## ТРЕБОВАНИЯ:
Допишите следующую часть приведённого ниже отрывка о графическом романе и книге «My Favorite Thing Is Monsters». Начните сразу после его последнего предложения.

## ПРЕДОСТАВЛЕННЫЙ ОТРЫВОК:

= = =

Рубрикатор
1. Концепция 2. Историко-культурный контекст и образ монстра 3. Нарратив и визуальный стиль как выражение идентичности 4. Травма, непохожесть и субъективный взгляд 5. Заключение 6. Библиография 7. Источники изображений
Концепция
Графический роман как форма художественного высказывания в американской культуре с конца XX века занял особое место между литературой, визуальным искусством и массовой культурой. Появившись в 1978 году с выходом «A Contract with God» Уилла Айснера — работы, обозначившей жанровые и эстетические границы графического романа, — этот формат стал важной площадкой для экспериментального повествования и репрезентации сложных тем. Он предлагает более глубокую и многослойную структуру по сравнению с классическим форматом комикса, часто затрагивая социально острые, философские и психологические вопросы. Визуально он отличается большей авторской свободой, смешением техник и вниманием к внутреннему миру персонажа. Одним из наиболее выразительных примеров этого жанра является «My Favorite Thing Is Monsters» Эмиль Феррис — произведение, в котором эстетика монструозного интегрируется в личный и политический дискурс.

= = =

## СОХРАНЁННЫЕ ДАННЫЕ:
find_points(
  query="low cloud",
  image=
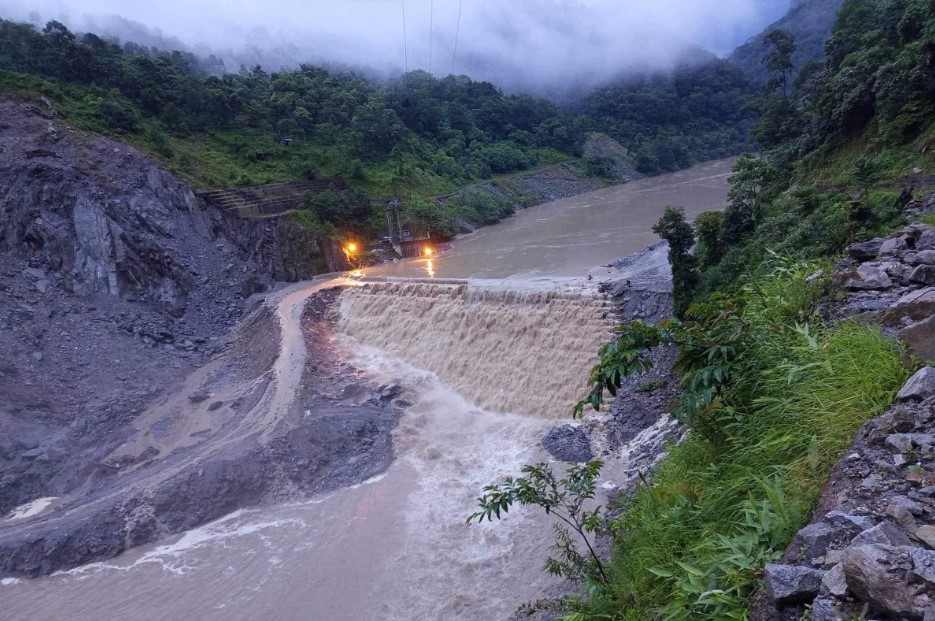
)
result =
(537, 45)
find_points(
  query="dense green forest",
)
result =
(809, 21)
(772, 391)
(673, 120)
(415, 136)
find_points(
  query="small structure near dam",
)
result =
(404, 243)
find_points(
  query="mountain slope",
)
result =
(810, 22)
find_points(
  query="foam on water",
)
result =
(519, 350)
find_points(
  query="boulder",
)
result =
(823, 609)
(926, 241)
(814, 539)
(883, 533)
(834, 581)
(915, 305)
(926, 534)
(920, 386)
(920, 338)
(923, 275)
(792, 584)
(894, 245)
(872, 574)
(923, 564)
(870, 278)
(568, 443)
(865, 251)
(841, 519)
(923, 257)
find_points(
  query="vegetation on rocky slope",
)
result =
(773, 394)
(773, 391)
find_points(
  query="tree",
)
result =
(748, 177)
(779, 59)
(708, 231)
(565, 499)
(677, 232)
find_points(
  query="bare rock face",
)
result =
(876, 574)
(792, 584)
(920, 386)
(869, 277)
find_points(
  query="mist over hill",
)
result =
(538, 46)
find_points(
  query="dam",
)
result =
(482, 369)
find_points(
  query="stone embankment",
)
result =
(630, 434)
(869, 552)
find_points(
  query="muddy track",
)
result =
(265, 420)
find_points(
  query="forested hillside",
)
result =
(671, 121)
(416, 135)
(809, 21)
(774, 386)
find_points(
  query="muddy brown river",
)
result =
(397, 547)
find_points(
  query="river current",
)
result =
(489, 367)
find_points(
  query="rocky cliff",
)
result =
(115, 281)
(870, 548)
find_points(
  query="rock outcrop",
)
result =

= = =

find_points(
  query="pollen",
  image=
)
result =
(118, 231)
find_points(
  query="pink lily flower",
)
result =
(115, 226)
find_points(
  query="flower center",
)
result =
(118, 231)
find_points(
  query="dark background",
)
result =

= = =

## РЕЗУЛЬТАТ ЗАДАНИЯ:
Графический роман Феррис представляет собой уникальный пример визуального повествования, в котором образ монстра выполняет сложную семиотическую и нарративную функцию, выходящую за рамки жанровых условностей хоррора или подростковой метафоры. Работа Феррис становится не только личным художественным высказыванием, но и культурной рефлексией на темы непохожести, травмы, социального отчуждения и формирования идентичности в контексте американского общества второй половины XX века.
Цель данного визуального исследования — проанализировать, как образ монстра функционирует как инструмент саморефлексии, средство политической и культурной критики, а также как эстетическая стратегия репрезентации маргинализированного субъекта. В фокусе анализа — взаимодействие визуального стиля, нарративной структуры и темы отчужденности, осмысляемой через психоаналитический и философский подходы.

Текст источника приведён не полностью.